I suppose the biggest question is, whats in your area? What is available for you to take other then Kenpo. As for the styles of Karate-do, in my experience it is not about style but about what kind of understanding the teacher has. I would much rather have good teacher in Kyokushin Karate-do (which is mainly full-contact sparring, doesn't focus a whole lot on application of kata bunkia) then a terrible teacher in Matsamura Seito Shorin-ryu ( which is heavly main stay on Kata and kobudo bunkia, as well as heavy sparring) Not saying either is is better then the other, however one is suppose to offer more. See whats available to you, visit the different dojos, see what you like and whos teaching better.


----------



## chinto (Jul 16, 2007)

Carol Kaur said:


> Personally I think the instructor is far more importan than the art.
> 
> Try out a few schools, see what you like and don't like. See how you click with the instructors. See if you think it really is your cup of tea.


 

yep, go watch a class and ask some questions, then after you have done that at the diferent dojos.. make your choice and see how you like it, and if it fits you and is your cup of tea so to speak.


----------



## ziason (Sep 14, 2007)

- - -

Task list:
**A.** Pull out every line of the entries below that contains the word "white".
**B.** Continue the forum thread about choosing a karate school from the point where it stops.

- - -

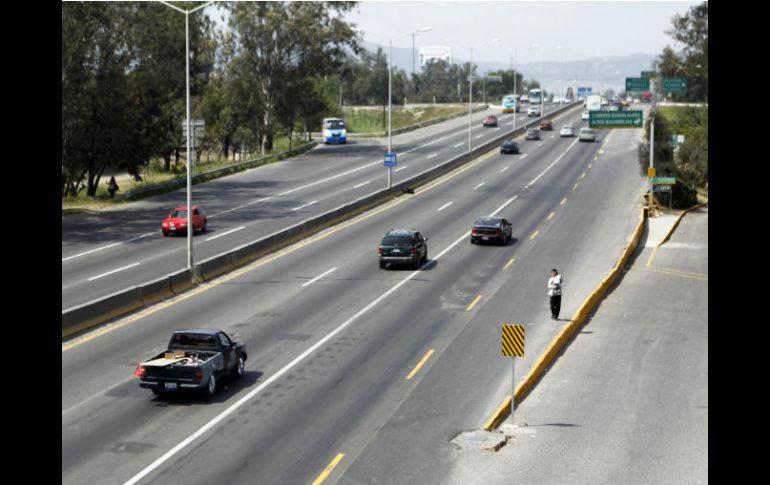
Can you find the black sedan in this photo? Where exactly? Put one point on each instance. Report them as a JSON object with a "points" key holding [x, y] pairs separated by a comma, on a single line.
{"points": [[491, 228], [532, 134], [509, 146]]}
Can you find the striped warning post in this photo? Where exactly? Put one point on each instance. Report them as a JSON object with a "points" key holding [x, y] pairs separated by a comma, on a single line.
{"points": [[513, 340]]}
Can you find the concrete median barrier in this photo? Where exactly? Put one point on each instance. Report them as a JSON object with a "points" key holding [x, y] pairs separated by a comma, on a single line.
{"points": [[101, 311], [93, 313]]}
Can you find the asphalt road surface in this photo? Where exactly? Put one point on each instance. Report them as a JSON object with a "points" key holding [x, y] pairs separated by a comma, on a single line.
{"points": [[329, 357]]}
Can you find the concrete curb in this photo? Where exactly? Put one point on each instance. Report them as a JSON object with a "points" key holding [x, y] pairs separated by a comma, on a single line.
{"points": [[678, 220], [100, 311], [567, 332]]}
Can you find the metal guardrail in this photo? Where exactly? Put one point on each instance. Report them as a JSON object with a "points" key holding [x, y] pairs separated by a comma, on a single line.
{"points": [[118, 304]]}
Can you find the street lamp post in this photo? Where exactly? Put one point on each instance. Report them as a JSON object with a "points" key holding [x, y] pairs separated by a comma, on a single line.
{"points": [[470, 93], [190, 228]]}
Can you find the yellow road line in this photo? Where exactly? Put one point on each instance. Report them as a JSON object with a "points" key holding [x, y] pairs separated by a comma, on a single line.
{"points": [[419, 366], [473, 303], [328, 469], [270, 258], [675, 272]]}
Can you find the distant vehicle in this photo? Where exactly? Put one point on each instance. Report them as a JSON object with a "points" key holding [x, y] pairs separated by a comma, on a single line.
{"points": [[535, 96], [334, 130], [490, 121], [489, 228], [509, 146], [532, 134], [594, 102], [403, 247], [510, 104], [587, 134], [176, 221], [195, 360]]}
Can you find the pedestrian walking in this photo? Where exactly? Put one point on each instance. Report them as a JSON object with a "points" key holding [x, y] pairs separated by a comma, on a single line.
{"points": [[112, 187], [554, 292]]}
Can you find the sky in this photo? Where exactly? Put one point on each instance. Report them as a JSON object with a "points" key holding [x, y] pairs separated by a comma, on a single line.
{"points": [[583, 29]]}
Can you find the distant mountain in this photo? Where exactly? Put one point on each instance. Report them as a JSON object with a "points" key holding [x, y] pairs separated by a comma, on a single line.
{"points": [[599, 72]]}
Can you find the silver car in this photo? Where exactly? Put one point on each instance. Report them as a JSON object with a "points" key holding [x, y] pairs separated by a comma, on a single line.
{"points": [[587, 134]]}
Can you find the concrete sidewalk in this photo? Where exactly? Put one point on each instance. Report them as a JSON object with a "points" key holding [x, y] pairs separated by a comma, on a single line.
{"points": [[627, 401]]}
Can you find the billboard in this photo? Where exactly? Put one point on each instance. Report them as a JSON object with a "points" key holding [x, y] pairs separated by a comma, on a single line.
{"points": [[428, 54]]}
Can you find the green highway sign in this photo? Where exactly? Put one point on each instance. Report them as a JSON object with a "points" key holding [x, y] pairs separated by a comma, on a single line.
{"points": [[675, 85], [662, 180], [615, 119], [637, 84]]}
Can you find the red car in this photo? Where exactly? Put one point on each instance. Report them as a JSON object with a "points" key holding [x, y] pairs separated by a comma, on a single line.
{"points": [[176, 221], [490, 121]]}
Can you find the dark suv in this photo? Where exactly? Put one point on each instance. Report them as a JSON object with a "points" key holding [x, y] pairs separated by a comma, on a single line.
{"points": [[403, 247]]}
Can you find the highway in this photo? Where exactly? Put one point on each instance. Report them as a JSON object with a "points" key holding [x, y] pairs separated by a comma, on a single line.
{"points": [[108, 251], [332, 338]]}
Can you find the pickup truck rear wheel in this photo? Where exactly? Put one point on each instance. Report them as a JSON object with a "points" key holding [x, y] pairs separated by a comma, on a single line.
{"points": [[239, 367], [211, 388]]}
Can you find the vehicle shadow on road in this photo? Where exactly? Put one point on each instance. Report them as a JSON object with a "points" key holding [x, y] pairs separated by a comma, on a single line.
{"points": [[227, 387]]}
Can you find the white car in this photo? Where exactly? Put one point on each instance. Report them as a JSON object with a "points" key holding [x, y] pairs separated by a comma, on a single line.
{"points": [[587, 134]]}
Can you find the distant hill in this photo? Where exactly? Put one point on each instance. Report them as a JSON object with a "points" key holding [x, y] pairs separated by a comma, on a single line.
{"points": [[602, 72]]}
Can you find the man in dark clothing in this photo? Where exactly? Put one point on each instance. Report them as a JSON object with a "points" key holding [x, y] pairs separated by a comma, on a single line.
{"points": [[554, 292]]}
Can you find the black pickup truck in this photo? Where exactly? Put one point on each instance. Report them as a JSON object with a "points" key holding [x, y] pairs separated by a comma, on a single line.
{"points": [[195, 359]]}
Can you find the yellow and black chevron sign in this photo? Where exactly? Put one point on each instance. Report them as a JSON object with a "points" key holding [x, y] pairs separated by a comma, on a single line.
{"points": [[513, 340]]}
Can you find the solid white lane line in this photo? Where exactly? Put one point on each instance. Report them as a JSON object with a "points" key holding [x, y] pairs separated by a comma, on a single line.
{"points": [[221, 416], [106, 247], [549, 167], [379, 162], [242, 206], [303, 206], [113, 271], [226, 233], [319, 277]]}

- - -

Task results:
**A.**
Can you find the white car in this photo? Where exactly? Put one point on each instance. Report them as a JSON object with a "points" key holding [x, y] pairs separated by a comma, on a single line.
Can you find the solid white lane line in this photo? Where exactly? Put one point on each instance. Report them as a JSON object with a "points" key holding [x, y] pairs separated by a comma, on a single line.

**B.**
Well, here is my two cents worth. I was in Shaolin Kempo Karate. Possibly similar to your Kenpo. I have since switched to Choy Lay Fut. There were some aspects of the Kempo that I liked. The ones I didn't were the politics, BS, point sparring, and constantly trying to upsell me.  After nine months of searching, I finally chose Choy Lay Fut. My reasons are; Some of the basics are similar to what I learned before(stances, kicks, hand strikes). Both teach five animal which I particularly like. The Choy Lay Fut allows full contact sparring which I believe is better training. Basically I don't feel like any of what I learned in Kempo is lost with Choy Lay Fut. I feel like I have gone back to the roots and I am adding to it and building on it . The wealth of new material I am learning fits together nicely with what I already know. Of course this is my situation, but it sounds like some of it may  apply. Hope this is helpful.


----------



## Karatedrifter7 (Sep 27, 2007)

UPDATE,
Thanks for the input Choy Lay Fut sounds good. Right now, there are no teachers of that in my area. I'm going to stick at this particular Kenpo and get the degree of proficiency that I'm after. Although its tough, because the main instructor is very often degrading like a drill seargent. That can be good and that can be bad though. Although my fellow students are pretty cool.
If I move somewhere where they have Choy Lay Fut I think I will look into that or Jeet Kune do.
Thanks again to all.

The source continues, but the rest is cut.